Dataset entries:

☆ ☆ ☆ ☆

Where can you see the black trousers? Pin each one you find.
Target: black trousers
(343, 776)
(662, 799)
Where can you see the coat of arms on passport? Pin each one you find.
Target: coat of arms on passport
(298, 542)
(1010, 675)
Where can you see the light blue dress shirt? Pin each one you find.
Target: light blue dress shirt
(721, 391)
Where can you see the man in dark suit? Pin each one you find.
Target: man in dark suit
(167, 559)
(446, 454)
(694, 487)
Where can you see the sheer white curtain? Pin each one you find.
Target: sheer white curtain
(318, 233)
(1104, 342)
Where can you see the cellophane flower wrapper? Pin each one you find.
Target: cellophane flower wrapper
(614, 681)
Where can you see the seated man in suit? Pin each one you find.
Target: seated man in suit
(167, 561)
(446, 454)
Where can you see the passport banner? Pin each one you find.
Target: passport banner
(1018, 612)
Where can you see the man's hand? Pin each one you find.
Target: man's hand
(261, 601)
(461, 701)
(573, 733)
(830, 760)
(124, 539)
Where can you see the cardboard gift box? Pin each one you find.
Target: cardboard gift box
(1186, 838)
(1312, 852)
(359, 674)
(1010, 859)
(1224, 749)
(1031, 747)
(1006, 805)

☆ ☆ ☆ ☆

Exercise description ->
Write the "Where can you see the passport" line and all later lines exactly. Stop at the end of the data.

Task output ->
Where can you see the passport banner? Pin each one you find.
Target: passport banner
(1018, 612)
Where can you see the man's hand? Pin each one you find.
Target: man's hand
(261, 601)
(461, 701)
(573, 733)
(830, 760)
(124, 539)
Where can you see the cardboard gift box? Pin each one you find.
Target: cardboard gift box
(1186, 838)
(1312, 852)
(359, 674)
(1010, 859)
(1224, 749)
(1031, 747)
(1006, 805)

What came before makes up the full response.